**Task instructions**: Count the lines in the data below that contain the string "iceberg", treating uppercase and lowercase letters as distinct. Give only the number.

• • •

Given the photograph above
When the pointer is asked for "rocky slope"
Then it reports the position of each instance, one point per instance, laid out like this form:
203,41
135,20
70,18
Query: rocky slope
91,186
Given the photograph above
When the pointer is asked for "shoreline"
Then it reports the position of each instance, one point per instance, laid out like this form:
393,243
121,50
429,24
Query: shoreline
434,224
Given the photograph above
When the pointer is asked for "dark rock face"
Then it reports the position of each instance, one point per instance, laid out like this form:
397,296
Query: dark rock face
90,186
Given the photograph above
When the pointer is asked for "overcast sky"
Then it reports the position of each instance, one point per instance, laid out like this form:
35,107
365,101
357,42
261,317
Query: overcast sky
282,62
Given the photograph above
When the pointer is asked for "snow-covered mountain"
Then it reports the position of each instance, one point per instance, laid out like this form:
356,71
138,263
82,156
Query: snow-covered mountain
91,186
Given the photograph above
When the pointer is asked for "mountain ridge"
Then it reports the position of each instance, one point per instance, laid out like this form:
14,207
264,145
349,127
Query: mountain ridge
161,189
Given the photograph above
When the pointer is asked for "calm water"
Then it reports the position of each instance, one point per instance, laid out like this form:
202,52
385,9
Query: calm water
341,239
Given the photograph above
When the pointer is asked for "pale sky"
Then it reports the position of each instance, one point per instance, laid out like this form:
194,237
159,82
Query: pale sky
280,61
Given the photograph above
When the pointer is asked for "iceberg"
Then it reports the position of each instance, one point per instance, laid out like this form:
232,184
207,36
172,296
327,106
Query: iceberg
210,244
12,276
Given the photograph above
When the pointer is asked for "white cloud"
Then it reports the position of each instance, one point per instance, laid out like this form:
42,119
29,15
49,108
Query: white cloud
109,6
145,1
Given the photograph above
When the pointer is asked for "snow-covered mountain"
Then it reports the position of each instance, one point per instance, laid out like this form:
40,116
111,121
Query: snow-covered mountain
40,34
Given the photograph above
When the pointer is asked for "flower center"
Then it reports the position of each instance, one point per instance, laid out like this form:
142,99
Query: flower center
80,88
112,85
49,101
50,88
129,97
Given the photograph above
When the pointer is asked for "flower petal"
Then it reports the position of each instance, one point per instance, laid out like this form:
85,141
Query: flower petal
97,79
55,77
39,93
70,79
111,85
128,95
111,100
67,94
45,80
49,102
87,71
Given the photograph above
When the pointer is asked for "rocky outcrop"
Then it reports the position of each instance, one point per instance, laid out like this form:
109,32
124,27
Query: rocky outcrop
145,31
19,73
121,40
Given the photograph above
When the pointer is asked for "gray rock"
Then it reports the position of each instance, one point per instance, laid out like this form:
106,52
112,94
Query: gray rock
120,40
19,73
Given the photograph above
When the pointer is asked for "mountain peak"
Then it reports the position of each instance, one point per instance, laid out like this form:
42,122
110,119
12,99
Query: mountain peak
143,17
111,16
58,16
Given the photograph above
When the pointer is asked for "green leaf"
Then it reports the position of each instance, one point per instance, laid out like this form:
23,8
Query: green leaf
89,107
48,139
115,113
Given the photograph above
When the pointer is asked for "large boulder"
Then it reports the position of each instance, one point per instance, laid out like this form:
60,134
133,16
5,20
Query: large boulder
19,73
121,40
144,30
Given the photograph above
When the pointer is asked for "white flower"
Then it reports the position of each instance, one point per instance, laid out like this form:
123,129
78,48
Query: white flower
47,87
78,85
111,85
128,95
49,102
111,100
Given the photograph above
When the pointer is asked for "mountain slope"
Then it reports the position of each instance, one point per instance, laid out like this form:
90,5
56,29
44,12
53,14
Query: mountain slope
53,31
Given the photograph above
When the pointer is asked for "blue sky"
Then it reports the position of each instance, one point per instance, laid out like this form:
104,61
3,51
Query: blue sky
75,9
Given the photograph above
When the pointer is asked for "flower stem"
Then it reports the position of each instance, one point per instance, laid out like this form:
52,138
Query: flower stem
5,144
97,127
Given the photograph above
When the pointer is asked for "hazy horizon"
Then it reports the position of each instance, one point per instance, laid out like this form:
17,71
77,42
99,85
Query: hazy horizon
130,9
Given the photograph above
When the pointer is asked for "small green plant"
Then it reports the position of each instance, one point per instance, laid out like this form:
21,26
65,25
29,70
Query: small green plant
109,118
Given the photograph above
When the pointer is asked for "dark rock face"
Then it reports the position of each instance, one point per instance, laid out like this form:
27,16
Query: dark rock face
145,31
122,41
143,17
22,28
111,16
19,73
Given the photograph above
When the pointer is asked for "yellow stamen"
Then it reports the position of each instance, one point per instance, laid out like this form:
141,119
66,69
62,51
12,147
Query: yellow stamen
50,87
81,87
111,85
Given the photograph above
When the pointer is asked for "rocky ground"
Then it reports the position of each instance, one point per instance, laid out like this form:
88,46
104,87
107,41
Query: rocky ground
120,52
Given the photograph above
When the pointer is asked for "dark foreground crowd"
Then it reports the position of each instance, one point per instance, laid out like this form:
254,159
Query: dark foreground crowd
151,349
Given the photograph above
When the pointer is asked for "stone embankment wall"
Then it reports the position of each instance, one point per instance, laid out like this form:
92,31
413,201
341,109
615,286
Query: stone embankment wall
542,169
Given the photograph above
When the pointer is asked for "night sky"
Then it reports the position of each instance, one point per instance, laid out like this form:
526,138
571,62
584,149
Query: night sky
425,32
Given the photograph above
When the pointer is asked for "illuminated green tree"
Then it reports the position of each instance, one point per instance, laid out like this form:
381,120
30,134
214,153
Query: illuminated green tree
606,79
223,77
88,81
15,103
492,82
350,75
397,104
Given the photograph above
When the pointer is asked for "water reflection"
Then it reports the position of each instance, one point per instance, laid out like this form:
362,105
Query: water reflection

• • •

**Solution**: 2